Work order A:
In the AAEF text, rewrite the paragraph beginning "As Agentic AI systems continue to evolve" more briefly. Keep its main facts.
Work order B:
According to the AAEF text, why does a standardized evaluation framework become essential for Agentic AI systems? Answer in one to three sentences.
Work order C:
In the AAEF text, give again the stretch from "As Agentic AI" through "APIs (Tool Calling)", replacing "whitepaper" with "report".

Text segment:
RagaAI AAEF (Agentic Application Evaluation Framework)

As Agentic AI systems continue to evolve and gain prominence across various industries, the need for robust evaluation methodologies becomes increasingly critical. This whitepaper introduces a comprehensive framework for evaluating Agentic AI applications, drawing insights from recent research and industry best practices. Our proposed framework, the Agentic Application Evaluation Framework (AAEF), provides stakeholders with a structured approach to assess the performance, reliability, and effectiveness of Agentic AI systems.

1. Introduction

1.1 Background

Agentic AI refers to artificial intelligence systems capable of autonomous decision-making and action to achieve specific goals. These systems are characterised by their ability to:

  1. Utilise external tools and APIs (Tool Calling)

  2. Maintain and leverage information from past interactions (Memory)

  3. Formulate and execute strategies to accomplish tasks (Planning)

As these systems grow in complexity and capability, a standardised evaluation framework becomes essential for ensuring their effectiveness and performance.

1.2 Importance of Evaluation

Systematic evaluation of Agentic AI workflows is crucial for:

  • Ensuring the effectiveness of autonomous systems

  • Guiding continuous improvement in AI development

  • Facilitating comparison and benchmarking of different Agentic AI systems

  • Informing stakeholders' decisions regarding AI implementation and governance

2. The Agentic Application Evaluation Framework (AAEF)

Material shown:
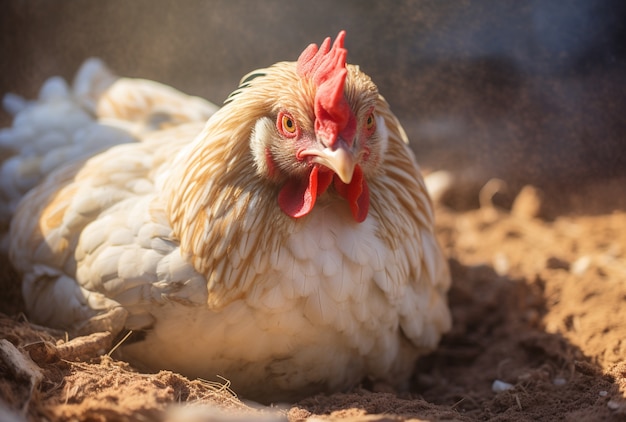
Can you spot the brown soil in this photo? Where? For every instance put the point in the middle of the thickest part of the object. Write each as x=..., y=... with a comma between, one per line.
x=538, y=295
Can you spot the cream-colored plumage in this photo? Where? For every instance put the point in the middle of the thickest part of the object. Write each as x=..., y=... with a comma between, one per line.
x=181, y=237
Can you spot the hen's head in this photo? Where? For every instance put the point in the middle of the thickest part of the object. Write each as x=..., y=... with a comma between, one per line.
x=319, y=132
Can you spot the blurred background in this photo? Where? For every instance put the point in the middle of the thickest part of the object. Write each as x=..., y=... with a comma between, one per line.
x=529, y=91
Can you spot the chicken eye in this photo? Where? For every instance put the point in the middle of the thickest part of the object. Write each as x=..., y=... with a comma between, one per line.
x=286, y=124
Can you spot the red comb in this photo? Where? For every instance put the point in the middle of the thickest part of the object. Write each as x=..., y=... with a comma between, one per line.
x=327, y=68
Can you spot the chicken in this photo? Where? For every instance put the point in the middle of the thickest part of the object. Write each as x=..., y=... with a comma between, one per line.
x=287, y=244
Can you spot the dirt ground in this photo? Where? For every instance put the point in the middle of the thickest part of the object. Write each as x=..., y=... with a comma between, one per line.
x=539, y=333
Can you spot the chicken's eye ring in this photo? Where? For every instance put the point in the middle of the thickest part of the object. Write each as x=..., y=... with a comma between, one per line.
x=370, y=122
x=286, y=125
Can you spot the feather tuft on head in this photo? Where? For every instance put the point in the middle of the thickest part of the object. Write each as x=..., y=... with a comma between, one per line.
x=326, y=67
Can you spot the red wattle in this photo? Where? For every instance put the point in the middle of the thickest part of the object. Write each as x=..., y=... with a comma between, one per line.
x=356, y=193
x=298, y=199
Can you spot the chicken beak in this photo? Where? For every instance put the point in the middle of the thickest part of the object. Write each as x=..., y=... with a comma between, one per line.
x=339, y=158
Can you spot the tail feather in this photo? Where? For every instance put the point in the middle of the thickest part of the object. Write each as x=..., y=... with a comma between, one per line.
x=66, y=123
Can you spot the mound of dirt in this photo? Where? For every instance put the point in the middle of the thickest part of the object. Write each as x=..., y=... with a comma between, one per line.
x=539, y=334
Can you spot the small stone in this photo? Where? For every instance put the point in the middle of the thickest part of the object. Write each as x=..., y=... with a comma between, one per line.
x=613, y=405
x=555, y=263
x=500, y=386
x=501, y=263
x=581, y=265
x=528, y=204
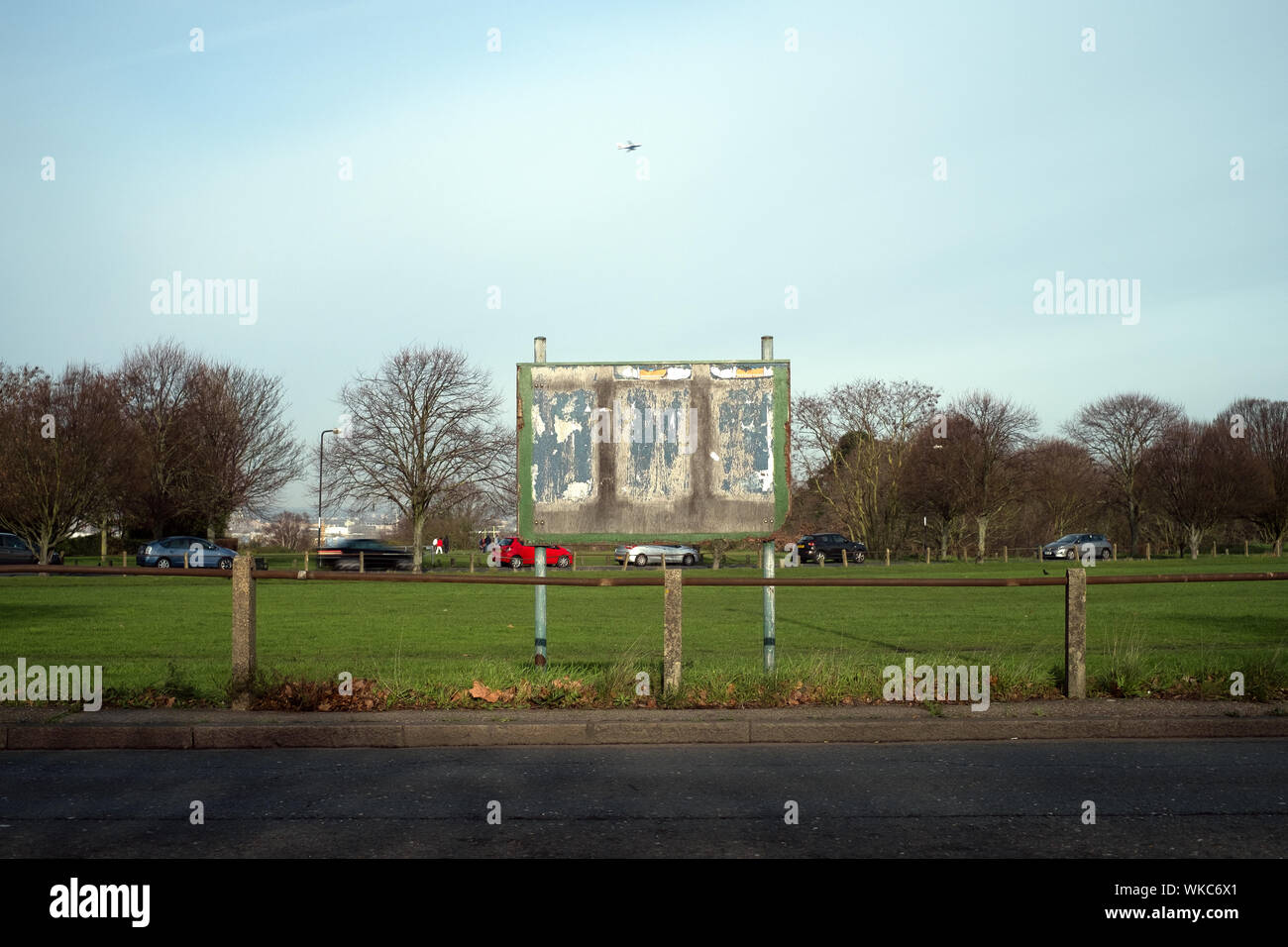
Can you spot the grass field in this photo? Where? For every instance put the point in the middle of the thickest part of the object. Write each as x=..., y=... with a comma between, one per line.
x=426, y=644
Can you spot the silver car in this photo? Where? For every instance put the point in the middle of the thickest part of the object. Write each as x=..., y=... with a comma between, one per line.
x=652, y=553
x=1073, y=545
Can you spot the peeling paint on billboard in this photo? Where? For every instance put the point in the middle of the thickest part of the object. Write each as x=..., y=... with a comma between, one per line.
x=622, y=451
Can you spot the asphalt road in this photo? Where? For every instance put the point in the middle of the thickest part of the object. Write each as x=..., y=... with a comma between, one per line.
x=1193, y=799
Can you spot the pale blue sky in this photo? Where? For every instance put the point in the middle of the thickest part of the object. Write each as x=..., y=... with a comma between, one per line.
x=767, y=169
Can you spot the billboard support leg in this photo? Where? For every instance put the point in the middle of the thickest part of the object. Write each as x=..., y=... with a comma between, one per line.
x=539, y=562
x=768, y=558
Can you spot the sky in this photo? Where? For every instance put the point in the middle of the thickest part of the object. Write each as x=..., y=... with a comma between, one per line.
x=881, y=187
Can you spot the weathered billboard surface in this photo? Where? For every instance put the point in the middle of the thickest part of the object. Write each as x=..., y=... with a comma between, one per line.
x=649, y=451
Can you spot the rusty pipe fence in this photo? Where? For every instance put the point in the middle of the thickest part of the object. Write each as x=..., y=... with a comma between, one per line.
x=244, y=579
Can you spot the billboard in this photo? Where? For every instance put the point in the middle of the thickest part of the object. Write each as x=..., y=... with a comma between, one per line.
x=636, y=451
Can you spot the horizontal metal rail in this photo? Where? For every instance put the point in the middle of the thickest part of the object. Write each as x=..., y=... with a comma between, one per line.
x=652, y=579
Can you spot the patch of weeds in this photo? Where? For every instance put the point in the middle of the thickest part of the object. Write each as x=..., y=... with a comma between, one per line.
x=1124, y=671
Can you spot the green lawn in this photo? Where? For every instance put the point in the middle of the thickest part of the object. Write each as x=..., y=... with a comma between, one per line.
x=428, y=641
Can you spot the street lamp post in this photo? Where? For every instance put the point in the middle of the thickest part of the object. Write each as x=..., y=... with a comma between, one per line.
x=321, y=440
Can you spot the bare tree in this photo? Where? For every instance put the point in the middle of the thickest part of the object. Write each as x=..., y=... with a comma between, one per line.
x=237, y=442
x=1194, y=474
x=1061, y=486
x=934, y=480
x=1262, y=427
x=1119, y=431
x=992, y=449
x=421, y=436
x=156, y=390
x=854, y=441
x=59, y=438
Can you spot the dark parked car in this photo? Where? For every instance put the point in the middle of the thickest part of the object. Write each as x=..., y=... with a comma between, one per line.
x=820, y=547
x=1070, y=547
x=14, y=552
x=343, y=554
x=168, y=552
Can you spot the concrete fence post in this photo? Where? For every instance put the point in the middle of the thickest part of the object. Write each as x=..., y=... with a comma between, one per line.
==
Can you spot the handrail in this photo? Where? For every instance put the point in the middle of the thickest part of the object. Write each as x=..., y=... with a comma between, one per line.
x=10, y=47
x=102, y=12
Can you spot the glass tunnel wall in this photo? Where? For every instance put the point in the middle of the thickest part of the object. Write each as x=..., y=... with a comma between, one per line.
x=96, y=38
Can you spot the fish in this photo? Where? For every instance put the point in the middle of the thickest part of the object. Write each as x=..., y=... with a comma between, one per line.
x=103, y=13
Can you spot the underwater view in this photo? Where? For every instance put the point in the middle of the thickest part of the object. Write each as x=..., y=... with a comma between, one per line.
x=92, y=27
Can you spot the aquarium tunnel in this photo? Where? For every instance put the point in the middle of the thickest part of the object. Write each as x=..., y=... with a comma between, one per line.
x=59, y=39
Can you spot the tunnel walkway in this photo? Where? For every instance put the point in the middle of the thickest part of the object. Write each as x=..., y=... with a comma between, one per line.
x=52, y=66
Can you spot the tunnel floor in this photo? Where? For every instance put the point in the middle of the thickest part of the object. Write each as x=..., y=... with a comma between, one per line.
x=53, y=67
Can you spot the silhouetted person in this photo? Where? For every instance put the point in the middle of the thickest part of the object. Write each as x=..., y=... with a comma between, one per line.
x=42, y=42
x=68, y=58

Response area A:
Agentic AI systems are evolving and gaining prominence across industries, so robust evaluation is increasingly critical. This whitepaper, drawing on recent research and industry best practices, introduces the Agentic Application Evaluation Framework (AAEF). AAEF gives stakeholders a structured way to assess the performance, reliability, and effectiveness of Agentic AI systems.

Response area B:
A standardized evaluation framework becomes essential because these systems are growing in complexity and capability. Such a framework is needed to ensure their effectiveness and performance.

Response area C:
As Agentic AI systems continue to evolve and gain prominence across various industries, the need for robust evaluation methodologies becomes increasingly critical. This report introduces a comprehensive framework for evaluating Agentic AI applications, drawing insights from recent research and industry best practices. Our proposed framework, the Agentic Application Evaluation Framework (AAEF), provides stakeholders with a structured approach to assess the performance, reliability, and effectiveness of Agentic AI systems.

1. Introduction

1.1 Background

Agentic AI refers to artificial intelligence systems capable of autonomous decision-making and action to achieve specific goals. These systems are characterised by their ability to:

  1. Utilise external tools and APIs (Tool Calling)